[Source data]
▼

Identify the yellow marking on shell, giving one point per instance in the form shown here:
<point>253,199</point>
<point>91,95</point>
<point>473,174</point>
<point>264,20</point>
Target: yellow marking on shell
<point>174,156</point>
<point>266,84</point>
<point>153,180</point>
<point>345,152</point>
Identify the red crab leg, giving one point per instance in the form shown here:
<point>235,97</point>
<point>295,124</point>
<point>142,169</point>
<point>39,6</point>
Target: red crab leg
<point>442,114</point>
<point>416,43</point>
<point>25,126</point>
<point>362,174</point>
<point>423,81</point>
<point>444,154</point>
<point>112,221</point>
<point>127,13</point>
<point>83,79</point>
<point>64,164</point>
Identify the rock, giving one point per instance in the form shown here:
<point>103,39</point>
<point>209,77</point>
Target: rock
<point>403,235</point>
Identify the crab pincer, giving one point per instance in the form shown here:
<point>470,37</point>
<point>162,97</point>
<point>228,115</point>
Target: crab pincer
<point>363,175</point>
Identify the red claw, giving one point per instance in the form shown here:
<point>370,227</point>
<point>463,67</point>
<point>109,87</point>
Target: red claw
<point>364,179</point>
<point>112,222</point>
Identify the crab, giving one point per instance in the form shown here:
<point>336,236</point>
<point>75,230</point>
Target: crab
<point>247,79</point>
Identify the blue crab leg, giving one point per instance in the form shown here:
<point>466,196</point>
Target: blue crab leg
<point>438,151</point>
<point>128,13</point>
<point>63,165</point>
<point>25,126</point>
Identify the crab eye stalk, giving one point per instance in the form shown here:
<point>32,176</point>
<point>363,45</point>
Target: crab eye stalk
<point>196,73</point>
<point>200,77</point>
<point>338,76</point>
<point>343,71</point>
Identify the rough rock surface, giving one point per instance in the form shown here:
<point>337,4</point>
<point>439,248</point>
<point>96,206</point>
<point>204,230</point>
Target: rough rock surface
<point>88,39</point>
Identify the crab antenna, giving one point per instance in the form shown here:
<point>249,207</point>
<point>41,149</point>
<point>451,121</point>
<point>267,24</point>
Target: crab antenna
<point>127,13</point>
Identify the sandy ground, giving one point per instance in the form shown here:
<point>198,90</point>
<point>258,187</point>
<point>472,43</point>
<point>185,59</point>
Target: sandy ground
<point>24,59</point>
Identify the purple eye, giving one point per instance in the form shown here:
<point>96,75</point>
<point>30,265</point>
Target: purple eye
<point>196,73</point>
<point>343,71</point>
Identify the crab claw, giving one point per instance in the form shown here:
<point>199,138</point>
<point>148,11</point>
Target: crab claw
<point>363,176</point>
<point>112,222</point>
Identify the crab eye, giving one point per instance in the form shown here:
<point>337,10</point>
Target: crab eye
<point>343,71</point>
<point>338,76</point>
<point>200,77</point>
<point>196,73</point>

▲

▶ **Problem to work on**
Write out the material again with every "crab" swapped for "lobster" and all else left as it is.

▶ **Exercise result**
Identify the yellow marking on shell, giving one point per instance in the form shown here:
<point>253,199</point>
<point>91,95</point>
<point>473,174</point>
<point>264,20</point>
Target: yellow marking on shell
<point>174,156</point>
<point>266,84</point>
<point>153,180</point>
<point>345,152</point>
Identify the red lobster leg, giving one point per instance in the form shown here:
<point>235,97</point>
<point>295,124</point>
<point>142,169</point>
<point>39,6</point>
Target: red lobster leg
<point>442,114</point>
<point>416,43</point>
<point>25,126</point>
<point>362,174</point>
<point>423,81</point>
<point>444,154</point>
<point>112,221</point>
<point>127,13</point>
<point>83,79</point>
<point>64,164</point>
Identify the rock, giving one point per instance in the form shown here:
<point>103,39</point>
<point>209,77</point>
Target: rock
<point>403,235</point>
Identify the lobster pincer, giving one point per instance in the form shown here:
<point>470,37</point>
<point>162,97</point>
<point>228,115</point>
Target: lobster pincer
<point>363,175</point>
Identify the red claw, giving one point per instance in the form shown here:
<point>370,227</point>
<point>463,67</point>
<point>109,87</point>
Target: red claw
<point>364,179</point>
<point>112,222</point>
Identify the lobster, giving one point per instance in the form shown here:
<point>336,236</point>
<point>75,230</point>
Target: lobster
<point>247,79</point>
Identify the blue lobster leg, giving one point per instance in the form shown here:
<point>466,196</point>
Target: blue lobster leg
<point>438,151</point>
<point>128,13</point>
<point>63,165</point>
<point>25,126</point>
Identify the lobster eye stalk, giving one point per instance in the form shown here:
<point>32,176</point>
<point>363,45</point>
Target: lobster eye stalk
<point>196,73</point>
<point>200,77</point>
<point>338,76</point>
<point>343,71</point>
Identify the rough rock surface, giving one point per instance in the form shown here:
<point>337,4</point>
<point>439,248</point>
<point>96,206</point>
<point>204,230</point>
Target: rough rock surface
<point>88,39</point>
Identify the lobster antenna, giving one point per instance in the form shown here:
<point>249,207</point>
<point>41,149</point>
<point>451,121</point>
<point>267,24</point>
Target: lobster antenna
<point>127,13</point>
Identify the sandy ground, giving one point per instance in the form shown here:
<point>198,90</point>
<point>258,187</point>
<point>472,43</point>
<point>185,59</point>
Target: sandy ground
<point>24,59</point>
Identify the purple eye, giving one point per instance in the form shown here:
<point>96,75</point>
<point>30,265</point>
Target: purple eye
<point>196,73</point>
<point>343,71</point>
Identify the lobster claw, giving one point per instance in the form shown here:
<point>199,138</point>
<point>148,11</point>
Target: lobster claw
<point>363,176</point>
<point>112,222</point>
Identify the lobster eye, giving one point per instance in the form shown here:
<point>337,10</point>
Target: lobster eye
<point>343,71</point>
<point>338,76</point>
<point>200,77</point>
<point>196,73</point>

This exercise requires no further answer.